● Aim of the exercise
From the entries below, please output exactly the lines starting at the one containing "Each <instance> block" and ending at the one containing "box: [155, 364, 393, 467]", both included.

(Dataset entries)

----

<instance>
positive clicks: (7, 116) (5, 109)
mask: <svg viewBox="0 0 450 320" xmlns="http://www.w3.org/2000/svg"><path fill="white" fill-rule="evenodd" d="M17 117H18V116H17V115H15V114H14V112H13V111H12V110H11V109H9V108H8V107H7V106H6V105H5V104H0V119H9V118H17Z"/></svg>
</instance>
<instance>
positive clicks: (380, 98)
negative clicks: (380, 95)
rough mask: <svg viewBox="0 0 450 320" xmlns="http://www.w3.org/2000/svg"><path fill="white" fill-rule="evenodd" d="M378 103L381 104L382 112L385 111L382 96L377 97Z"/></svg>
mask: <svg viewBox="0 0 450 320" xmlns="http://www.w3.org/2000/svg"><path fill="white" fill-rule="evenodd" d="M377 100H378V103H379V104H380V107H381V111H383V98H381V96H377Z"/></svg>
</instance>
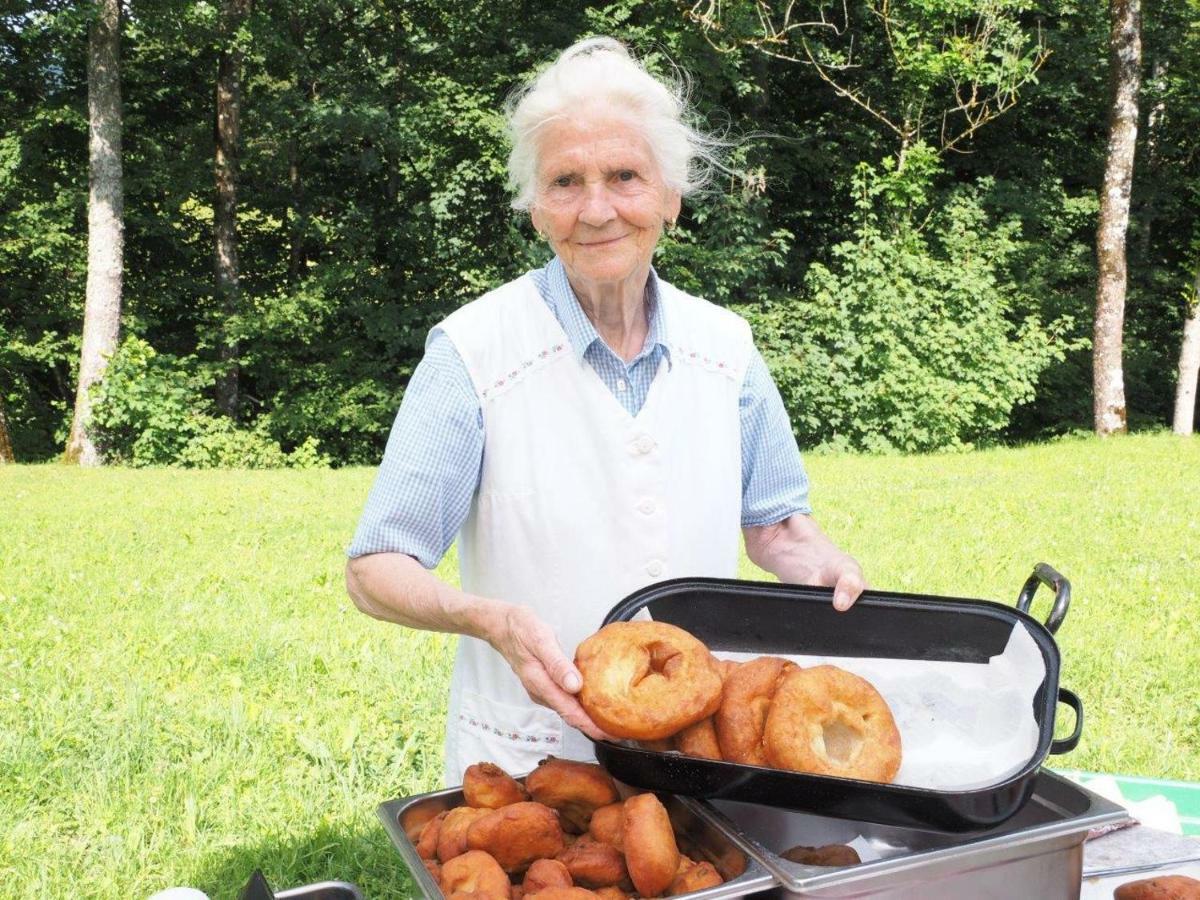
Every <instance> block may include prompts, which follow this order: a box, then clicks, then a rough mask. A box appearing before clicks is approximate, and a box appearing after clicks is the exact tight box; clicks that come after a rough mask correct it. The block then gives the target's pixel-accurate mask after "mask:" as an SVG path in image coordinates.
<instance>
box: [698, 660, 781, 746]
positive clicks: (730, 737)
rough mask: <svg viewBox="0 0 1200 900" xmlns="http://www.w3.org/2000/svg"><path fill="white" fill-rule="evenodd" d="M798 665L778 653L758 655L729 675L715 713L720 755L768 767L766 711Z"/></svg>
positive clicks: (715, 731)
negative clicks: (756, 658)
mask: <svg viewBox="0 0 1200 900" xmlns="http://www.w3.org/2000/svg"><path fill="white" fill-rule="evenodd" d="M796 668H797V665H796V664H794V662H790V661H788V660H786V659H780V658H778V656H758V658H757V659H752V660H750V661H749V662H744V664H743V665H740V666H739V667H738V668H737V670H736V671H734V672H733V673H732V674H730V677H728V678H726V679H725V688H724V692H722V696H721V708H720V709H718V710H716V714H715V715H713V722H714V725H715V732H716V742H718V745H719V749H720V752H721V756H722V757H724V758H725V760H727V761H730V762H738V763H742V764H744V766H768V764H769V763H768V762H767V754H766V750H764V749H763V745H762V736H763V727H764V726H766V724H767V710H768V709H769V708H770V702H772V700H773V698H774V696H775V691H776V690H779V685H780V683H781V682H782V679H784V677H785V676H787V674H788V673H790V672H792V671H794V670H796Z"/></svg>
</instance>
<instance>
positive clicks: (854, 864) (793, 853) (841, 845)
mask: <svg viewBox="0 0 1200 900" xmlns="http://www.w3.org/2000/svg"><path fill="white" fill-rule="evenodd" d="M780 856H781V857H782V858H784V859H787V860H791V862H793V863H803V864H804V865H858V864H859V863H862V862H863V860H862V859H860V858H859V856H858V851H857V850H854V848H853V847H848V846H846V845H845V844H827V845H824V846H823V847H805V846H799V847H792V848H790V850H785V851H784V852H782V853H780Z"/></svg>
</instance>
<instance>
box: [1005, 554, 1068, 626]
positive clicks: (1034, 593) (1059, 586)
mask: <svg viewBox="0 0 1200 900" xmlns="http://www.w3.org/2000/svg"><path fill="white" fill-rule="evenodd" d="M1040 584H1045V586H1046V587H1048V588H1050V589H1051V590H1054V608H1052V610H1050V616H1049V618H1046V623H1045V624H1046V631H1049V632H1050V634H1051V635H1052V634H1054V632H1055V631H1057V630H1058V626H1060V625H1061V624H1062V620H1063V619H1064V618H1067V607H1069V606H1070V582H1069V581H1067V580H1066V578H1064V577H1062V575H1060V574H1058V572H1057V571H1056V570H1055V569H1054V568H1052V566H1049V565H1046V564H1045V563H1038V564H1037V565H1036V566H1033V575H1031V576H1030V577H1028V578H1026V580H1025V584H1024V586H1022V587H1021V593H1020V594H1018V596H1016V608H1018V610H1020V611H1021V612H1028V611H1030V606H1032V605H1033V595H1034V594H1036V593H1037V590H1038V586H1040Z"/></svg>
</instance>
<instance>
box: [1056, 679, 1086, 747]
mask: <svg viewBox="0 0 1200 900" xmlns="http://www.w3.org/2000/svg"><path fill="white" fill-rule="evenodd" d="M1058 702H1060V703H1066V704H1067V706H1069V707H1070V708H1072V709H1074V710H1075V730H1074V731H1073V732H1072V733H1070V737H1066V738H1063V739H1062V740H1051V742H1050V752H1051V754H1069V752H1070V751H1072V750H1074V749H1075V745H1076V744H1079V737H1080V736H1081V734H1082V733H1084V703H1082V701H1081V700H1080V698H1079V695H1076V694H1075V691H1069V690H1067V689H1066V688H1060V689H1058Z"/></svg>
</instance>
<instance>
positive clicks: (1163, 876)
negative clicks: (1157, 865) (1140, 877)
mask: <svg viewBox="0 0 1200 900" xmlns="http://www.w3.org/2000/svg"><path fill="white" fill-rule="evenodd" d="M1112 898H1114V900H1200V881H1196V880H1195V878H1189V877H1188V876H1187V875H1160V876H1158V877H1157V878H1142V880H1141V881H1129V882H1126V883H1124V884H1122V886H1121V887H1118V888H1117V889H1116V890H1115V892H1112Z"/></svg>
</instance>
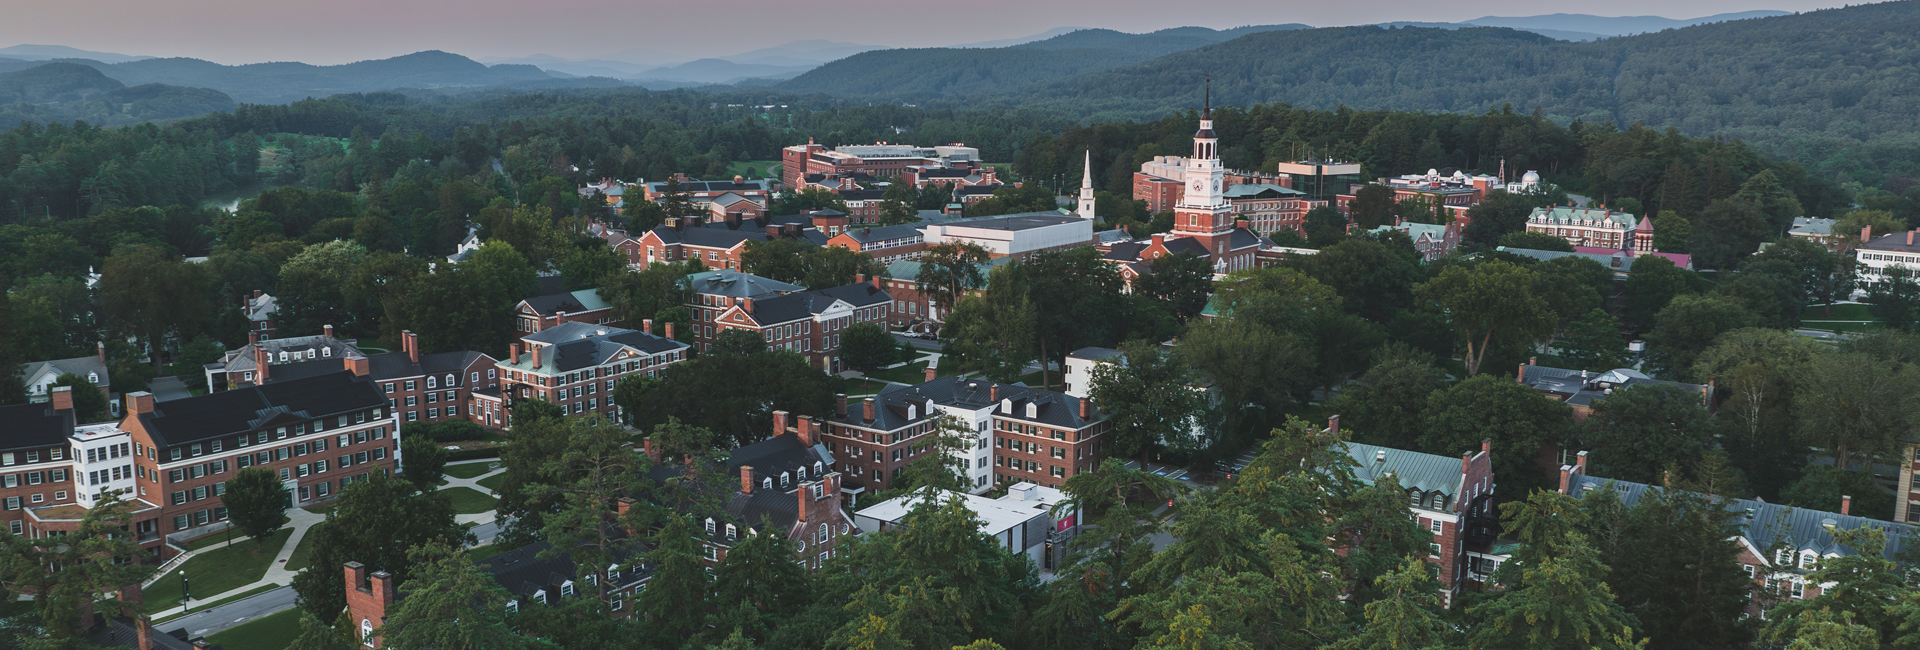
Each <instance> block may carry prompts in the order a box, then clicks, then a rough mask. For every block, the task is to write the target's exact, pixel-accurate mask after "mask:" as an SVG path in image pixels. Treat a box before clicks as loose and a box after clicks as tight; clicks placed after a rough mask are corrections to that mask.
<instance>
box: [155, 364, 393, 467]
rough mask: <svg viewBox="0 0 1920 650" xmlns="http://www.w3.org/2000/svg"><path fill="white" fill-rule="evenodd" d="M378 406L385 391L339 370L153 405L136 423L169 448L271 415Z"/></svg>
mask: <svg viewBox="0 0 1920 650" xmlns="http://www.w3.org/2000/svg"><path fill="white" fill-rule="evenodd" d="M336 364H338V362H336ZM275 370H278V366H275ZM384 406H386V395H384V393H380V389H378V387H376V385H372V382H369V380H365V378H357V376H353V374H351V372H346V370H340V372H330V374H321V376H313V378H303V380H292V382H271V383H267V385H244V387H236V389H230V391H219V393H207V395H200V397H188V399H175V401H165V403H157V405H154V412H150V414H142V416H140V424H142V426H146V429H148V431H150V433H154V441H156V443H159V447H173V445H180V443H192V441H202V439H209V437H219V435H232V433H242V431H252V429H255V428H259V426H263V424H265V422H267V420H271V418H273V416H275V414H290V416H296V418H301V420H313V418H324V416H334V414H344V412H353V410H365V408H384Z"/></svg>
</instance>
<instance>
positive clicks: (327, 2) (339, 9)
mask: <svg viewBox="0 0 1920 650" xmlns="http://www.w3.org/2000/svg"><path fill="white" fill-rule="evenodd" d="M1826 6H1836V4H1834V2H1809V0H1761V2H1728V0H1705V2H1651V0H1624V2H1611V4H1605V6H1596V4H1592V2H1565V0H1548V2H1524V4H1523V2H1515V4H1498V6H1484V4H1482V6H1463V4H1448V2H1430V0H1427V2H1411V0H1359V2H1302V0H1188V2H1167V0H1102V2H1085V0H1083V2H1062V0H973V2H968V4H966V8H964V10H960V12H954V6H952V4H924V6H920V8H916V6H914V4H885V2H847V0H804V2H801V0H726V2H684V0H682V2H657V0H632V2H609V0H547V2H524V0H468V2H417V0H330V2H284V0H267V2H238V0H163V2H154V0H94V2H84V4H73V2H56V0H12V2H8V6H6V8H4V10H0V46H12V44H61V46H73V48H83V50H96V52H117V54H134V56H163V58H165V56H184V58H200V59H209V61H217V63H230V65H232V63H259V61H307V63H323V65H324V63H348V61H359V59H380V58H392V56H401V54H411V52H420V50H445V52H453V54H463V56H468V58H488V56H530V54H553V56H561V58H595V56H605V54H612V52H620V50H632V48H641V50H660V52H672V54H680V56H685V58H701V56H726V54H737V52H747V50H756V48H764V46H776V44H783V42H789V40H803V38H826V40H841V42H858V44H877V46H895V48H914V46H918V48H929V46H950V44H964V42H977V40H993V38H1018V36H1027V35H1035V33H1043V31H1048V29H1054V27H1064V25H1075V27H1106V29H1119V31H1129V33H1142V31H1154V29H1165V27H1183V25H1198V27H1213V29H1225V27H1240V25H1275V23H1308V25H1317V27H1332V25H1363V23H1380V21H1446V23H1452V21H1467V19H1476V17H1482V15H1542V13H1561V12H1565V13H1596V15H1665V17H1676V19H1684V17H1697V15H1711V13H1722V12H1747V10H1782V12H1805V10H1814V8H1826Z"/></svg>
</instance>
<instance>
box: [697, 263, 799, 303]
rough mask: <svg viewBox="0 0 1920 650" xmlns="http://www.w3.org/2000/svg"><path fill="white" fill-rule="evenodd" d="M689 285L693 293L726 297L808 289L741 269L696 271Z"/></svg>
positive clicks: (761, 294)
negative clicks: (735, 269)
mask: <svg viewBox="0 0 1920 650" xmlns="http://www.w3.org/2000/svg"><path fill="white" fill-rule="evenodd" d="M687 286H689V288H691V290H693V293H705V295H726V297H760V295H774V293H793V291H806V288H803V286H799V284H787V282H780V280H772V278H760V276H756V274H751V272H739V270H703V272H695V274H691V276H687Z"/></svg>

----

● Solution to the problem
Each <instance> block may carry prompts in the order a box, then clicks, then a rough mask. For every block, the task is to write the target's exact, pixel-accurate mask after "mask:" as an SVG path in image pixels. Treat a box before clicks as loose and a box after clicks as tight; clicks placed after a rough mask are corrections to that mask.
<instance>
box: [155, 364, 393, 467]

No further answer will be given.